WHAT TO DO:
Output the data once more, exactly as given.

PROVIDED ENTRIES:
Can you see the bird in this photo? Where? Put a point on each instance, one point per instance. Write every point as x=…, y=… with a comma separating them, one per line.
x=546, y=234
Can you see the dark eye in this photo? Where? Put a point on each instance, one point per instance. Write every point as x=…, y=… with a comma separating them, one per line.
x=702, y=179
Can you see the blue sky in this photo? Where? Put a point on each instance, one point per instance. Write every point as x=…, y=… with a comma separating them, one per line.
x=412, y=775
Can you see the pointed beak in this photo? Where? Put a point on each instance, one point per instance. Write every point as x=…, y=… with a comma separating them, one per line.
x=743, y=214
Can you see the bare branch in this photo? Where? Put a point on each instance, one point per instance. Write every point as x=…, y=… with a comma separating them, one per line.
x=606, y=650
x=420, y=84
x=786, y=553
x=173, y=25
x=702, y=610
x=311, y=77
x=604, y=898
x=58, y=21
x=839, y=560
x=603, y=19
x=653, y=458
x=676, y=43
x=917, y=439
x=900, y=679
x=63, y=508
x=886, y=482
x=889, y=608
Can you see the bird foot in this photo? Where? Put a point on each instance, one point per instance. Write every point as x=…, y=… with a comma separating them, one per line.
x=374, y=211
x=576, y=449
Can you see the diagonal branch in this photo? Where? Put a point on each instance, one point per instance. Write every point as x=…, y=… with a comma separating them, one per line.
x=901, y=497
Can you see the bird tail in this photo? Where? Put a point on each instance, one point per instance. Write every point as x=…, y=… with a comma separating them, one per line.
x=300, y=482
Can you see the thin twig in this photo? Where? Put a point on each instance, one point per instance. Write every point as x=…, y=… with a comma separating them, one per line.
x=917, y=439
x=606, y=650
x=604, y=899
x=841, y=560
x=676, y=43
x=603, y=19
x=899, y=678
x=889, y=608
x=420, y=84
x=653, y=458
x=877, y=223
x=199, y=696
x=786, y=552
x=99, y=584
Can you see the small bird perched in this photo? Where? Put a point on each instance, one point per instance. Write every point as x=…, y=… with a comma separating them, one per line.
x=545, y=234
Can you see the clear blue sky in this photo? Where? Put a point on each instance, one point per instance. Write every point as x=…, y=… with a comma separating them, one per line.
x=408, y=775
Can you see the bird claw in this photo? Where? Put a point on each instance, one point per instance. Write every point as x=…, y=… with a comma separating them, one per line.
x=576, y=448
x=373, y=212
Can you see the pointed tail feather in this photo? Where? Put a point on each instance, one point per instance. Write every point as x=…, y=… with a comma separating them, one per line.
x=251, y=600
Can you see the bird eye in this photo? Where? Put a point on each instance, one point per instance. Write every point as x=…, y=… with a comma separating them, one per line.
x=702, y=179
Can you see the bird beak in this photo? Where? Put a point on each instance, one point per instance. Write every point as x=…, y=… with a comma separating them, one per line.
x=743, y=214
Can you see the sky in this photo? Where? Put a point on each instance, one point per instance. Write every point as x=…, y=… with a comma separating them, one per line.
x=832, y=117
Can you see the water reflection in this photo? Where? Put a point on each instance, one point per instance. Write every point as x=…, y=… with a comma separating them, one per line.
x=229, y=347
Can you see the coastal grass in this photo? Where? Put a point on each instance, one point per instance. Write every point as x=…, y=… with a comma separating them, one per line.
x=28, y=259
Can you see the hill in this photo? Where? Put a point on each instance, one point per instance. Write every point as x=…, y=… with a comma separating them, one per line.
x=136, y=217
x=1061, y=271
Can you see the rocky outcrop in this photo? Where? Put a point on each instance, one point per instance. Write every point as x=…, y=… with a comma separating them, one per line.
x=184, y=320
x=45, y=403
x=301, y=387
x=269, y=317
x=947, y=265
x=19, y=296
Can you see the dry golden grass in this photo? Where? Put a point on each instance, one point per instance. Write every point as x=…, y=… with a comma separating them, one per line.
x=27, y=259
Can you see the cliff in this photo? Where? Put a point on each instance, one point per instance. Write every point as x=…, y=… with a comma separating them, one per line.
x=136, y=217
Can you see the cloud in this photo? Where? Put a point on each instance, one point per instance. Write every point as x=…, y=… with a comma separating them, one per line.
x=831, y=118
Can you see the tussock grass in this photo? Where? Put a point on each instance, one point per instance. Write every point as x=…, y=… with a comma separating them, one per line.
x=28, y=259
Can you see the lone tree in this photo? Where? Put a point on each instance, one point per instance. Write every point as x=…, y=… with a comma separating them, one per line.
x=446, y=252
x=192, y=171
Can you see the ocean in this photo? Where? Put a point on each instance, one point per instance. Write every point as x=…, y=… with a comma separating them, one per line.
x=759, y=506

OUTPUT OF THE EXERCISE:
Can you see the bird in this photo? Where? Put a point on each instance, one point per instance. Write every point as x=…, y=… with a comma separating them, one per line.
x=546, y=234
Can you see the dark eye in this photo? Where? Put a point on each instance, one point per instance. Write every point as x=…, y=… with a comma separating them, one per line.
x=702, y=179
Can you see the blue sky in this photo? Where? Put a point on each instance, one point per instance. Write every point as x=…, y=… with a comma separating them, one per line.
x=412, y=775
Can you see the pointed beak in this photo? Where? Put a point on each instance, one point per instance. Write every point as x=…, y=… with a comma separating them, one per line.
x=743, y=214
Can you see the bare branch in this photo? Where? Put a point on each instance, one point per instance. Write every point as x=…, y=… with a comma separating them, one per line.
x=606, y=650
x=420, y=84
x=786, y=553
x=173, y=25
x=702, y=610
x=311, y=77
x=604, y=898
x=58, y=21
x=839, y=560
x=603, y=19
x=653, y=458
x=676, y=43
x=917, y=439
x=900, y=679
x=63, y=508
x=886, y=482
x=889, y=608
Can you see the bird foot in this photo? Where? Put a point on each instance, one point per instance. Write every point as x=…, y=… with a comma separating them, one per line.
x=374, y=211
x=576, y=449
Can you see the diagonal branch in this photo? Where? Put a point on each instance, one point per instance. Write every point as x=…, y=… with a comma separating them, one per line.
x=901, y=497
Can you see the bird tail in this photo? Where? Put a point on each instance, one point per instance. Write every point as x=…, y=… with a comma separating them, one per line.
x=300, y=482
Can you see the thin twig in this photo? Where? Put a point on each instance, one point per instance. Write every point as x=…, y=… with a comma separating them, one per line.
x=917, y=439
x=606, y=650
x=604, y=899
x=841, y=560
x=676, y=43
x=603, y=19
x=899, y=678
x=889, y=608
x=420, y=84
x=653, y=458
x=877, y=223
x=199, y=696
x=786, y=552
x=99, y=584
Can you see the small bird perched in this photo? Where? Put a point on each instance, one point per instance. Write every point as x=…, y=… with a comma separating them, one per line.
x=545, y=234
Can you see the clear blue sky in this photo? Where? Put a point on each instance, one point per instance. Write every point as x=…, y=… with a comma separating them, one per line.
x=408, y=775
Can you see the bird claw in this photo? Where? Put a point on each instance, one point per instance. Write every point as x=…, y=… with a comma separating them, one per line.
x=576, y=448
x=373, y=212
Can you see the pointed tail feather in this photo? Where? Put a point on each instance, one point per instance. Write every point as x=…, y=… with a comma separating them, one per line.
x=251, y=600
Can you see the bird eye in this photo? Where? Put a point on each instance, one point per instance. Write every point as x=…, y=… with a comma separating them, one per line.
x=702, y=179
Can you see the bird beak in this photo? Where? Put a point on each instance, one point per instance. Write every point as x=…, y=… with a comma separating them, one per line.
x=743, y=214
Can you see the sky in this photo? Where? Put a point on each instance, one point per instance. Write every point as x=…, y=… with a comma separating them, one per line.
x=832, y=117
Can you see the water reflection in this photo? Where? Put a point on each instance, one point per instance. Write every point as x=…, y=… with a comma separating them, one per line.
x=229, y=347
Can you see the coastal grass in this photo? Where? Put a point on each instance, one point per instance. Write every point as x=…, y=… with a comma separating them, one per line.
x=28, y=259
Can you see the hill in this photo? Where? Put a point on each instance, one point per instance. Write every point as x=…, y=… with a comma separating them, one per line.
x=136, y=217
x=1061, y=271
Can you see the rocky outcrop in this photo? Where? Put a point on each instance, one point per instance. Write every point as x=…, y=… with a comma separating them, one per line.
x=184, y=320
x=45, y=403
x=301, y=387
x=269, y=317
x=947, y=265
x=19, y=296
Can you see the dry golden grass in this photo? Where? Put a point on each instance, one point per instance. Write every point as x=…, y=… with a comma separating them, one per line.
x=27, y=259
Can you see the cliff in this photo? Where? Put a point on each instance, one point per instance. Write every point as x=…, y=… with a comma separating them, one per line.
x=136, y=217
Can you see the cloud in this photo? Where? Put a point on each instance, one point per instance. Write every point as x=…, y=… with a comma separating them, one per line.
x=831, y=118
Can you see the tussock grass in this photo? Where? Put a point on each instance, one point per instance. Write every point as x=…, y=… with a comma separating them, one per line.
x=28, y=259
Can you see the lone tree in this photo? Where? Put a point on each instance, one point per instance. Write every point as x=…, y=… with a comma separating them, one per line.
x=446, y=252
x=192, y=171
Can you see the ocean in this photo? Where? Put a point on each instance, one point per instance. Write every point as x=…, y=… with a comma separating them, one per line.
x=759, y=506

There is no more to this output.